§ Text segment:

Peter preaches with and in the authority of Jesus, which means there is a kind of circularity here: Peter preaches about Jesus in the name and authority of Jesus, whom we are expected to believe is the Messiah because Peter tells us so in the name of Jesus. And why should we believe Peter? Because he just healed a guy, 'nuff said. This is the only thing that points outside Peter's argument. It's similar to citing a source or quoting a recognized authority.

Peter's (or Luke's) appeal to authority is no more or less bogus than our appeals to authority. It's different, to be sure, reflecting the different world in which Luke lives. Sometimes a healing story serves as a kind of parable in and of itself, like John 9 for example. Other times, like this one, the story really just tells us something about the healer or miracle-worker in question. The point is not, exactly, that Jesus or Peter could heal people. The thing-in-itself is not really the thing at all. This is why, even though we've all done it, it's pointless to wonder why Jesus just didn't heal everyone and be done with it. Broad theological speculations notwithstanding, such questions simply miss the point.

§ Information provided:
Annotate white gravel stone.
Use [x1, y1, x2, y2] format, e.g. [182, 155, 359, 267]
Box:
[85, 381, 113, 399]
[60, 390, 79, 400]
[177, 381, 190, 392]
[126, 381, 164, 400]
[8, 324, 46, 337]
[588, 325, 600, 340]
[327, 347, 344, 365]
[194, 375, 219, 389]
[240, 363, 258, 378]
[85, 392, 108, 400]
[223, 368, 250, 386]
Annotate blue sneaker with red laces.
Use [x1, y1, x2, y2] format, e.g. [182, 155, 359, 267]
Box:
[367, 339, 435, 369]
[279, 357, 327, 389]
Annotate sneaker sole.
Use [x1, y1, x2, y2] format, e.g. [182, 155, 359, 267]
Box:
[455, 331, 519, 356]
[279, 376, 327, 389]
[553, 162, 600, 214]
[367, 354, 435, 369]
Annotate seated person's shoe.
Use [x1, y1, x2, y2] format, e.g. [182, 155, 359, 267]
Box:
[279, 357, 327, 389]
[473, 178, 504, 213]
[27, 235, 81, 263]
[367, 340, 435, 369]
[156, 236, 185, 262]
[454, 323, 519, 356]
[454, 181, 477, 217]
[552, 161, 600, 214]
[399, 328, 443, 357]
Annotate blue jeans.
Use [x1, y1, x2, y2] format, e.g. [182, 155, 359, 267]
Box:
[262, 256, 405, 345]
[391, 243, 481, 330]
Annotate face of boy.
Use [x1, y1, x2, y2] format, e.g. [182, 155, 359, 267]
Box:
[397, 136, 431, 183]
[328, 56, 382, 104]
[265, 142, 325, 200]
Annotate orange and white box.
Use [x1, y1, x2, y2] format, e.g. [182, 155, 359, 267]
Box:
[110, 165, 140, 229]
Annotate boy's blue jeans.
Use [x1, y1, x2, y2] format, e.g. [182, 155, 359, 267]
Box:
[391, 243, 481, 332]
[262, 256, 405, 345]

§ Tasks:
1. In the passage on Peter's preaching, swap "circularity" for "circular reasoning" and write out everything from "Peter preaches with" down to "a recognized authority.".
2. For each statement, answer yes or no according to the passage on Peter's preaching, and quote the words that decide it.
(a) Peter's appeal to authority is more bogus than our own appeals to authority.
(b) The healing is the only thing that points outside Peter's argument.
(c) John 9 is given as an example of a healing story that serves as a parable in itself.
3. List every person the passage on Peter's preaching mentions by name, apart from the Bible reference "John 9".

§ Task answers:
1.
Peter preaches with and in the authority of Jesus, which means there is a kind of circular reasoning here: Peter preaches about Jesus in the name and authority of Jesus, whom we are expected to believe is the Messiah because Peter tells us so in the name of Jesus. And why should we believe Peter? Because he just healed a guy, 'nuff said. This is the only thing that points outside Peter's argument. It's similar to citing a source or quoting a recognized authority.

2.
(a) No: "Peter's (or Luke's) appeal to authority is no more or less bogus than our appeals to authority."
(b) Yes: "This is the only thing that points outside Peter's argument."
(c) Yes: "Sometimes a healing story serves as a kind of parable in and of itself, like John 9 for example."

3. Peter, Jesus, Luke